ФРАГМЕНТ ТЕКСТА:
Среди них, помимо понятия «культура», особое значение приобрело понятие «образ». «Образ» выступил в качестве новой парадигмы культуры, определяемой масс-медиа и объединенной в глобальную сеть. При этом вырисовываются, выражаясь схематически, три формы реакции на неясности, вызванные новым взаимоотношением образа и искусства. Распространенная форма реакции – вытеснение старой парадигмы «искусства» новой парадигмой «образа», как это происходит, например, в так называемых visual studies и других постмодернистских концепциях. Понятие «искусство» оказывается теперь «обузой для мысли» (Denkhypothek [400] ), и на смену ему призывается новая парадигма «образа», понятого универсально, как в феноменальном, так и в историческом и географическом смысле. Этой – разумеется, наиболее радикальной – форме реакции на раздражение, вызванное взаимоотношением образа и искусства, противостоит не менее распространенная в академическом обиходе традиционалистская позиция; ее цель – не поддаваясь никаким искушениям со стороны образа, придерживаться прежней парадигмы искусства. По третьему пути идут те ученые, которые не стремятся объявить устаревшими ни понятие искусства, ни понятие образа, а вместо этого понимают искусство как образ по преимуществу, то есть как воплощение образа как такового. Данная позиция, сформулированная прежде всего в виде так называемой «иконики» (Г. Бём, М. Имдаль), [401] основывается на тезисе, инспирированном модернизмом: то, чем образ по своей сути является для человека, может быть по-настоящему раскрыто, только исходя из художественного образа (Kunstbild).
400
H. Belting. Mit welchem Bildbegriff wird gestritten? S. 9.
401
См.

НАБОР ДАННЫХ:
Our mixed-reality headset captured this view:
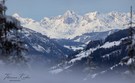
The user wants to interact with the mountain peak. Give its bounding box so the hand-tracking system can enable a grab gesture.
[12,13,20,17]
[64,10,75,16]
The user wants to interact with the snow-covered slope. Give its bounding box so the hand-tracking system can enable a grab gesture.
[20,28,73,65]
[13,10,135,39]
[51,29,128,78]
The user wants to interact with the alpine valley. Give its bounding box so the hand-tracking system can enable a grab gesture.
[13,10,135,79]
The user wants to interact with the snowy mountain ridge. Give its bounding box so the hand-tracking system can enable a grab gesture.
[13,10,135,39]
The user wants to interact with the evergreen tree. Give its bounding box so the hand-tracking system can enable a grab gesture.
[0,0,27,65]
---
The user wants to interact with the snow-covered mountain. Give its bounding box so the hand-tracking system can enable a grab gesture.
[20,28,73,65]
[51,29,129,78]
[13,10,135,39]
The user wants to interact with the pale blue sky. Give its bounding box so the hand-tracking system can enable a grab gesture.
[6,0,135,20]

ЗАДАНИЕ: Переведите на английский язык предложение из фрагмента текста об образе и искусстве: «"Образ" выступил в качестве новой парадигмы культуры, определяемой масс-медиа и объединенной в глобальную сеть». Опирайтесь только на фрагмент текста.

РЕШЕНИЕ: "Image" emerged as a new paradigm of culture, defined by the mass media and united into a global network.